Exercise task:
Locate every line in the records below that contains the string "person", treating uppercase and lowercase as different, and copy each of those lines.

Object location annotation data:
-----
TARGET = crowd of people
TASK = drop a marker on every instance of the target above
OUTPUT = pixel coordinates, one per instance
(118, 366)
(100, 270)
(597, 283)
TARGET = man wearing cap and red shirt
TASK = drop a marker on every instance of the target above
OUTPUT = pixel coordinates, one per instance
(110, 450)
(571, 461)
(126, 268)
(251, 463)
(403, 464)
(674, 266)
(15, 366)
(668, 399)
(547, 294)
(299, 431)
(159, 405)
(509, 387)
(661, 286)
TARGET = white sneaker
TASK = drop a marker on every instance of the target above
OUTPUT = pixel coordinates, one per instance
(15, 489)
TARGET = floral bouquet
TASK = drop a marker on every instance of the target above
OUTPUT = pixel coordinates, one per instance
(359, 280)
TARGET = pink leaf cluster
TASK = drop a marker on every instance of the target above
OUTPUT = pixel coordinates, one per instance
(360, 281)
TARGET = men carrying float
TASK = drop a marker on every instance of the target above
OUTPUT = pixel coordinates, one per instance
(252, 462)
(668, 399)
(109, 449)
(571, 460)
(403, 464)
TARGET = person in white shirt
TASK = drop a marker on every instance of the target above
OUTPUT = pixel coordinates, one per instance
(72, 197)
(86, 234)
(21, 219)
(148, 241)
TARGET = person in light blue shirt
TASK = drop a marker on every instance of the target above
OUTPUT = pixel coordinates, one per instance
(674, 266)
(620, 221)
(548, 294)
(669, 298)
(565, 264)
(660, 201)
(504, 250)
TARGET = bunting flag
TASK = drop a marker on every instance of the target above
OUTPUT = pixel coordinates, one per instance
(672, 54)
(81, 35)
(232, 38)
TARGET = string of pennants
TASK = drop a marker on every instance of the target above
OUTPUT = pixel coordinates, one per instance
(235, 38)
-----
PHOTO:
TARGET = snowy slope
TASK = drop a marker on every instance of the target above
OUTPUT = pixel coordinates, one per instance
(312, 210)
-----
Exercise answer:
TARGET = person in white shirt
TARGET = person in light blue shirt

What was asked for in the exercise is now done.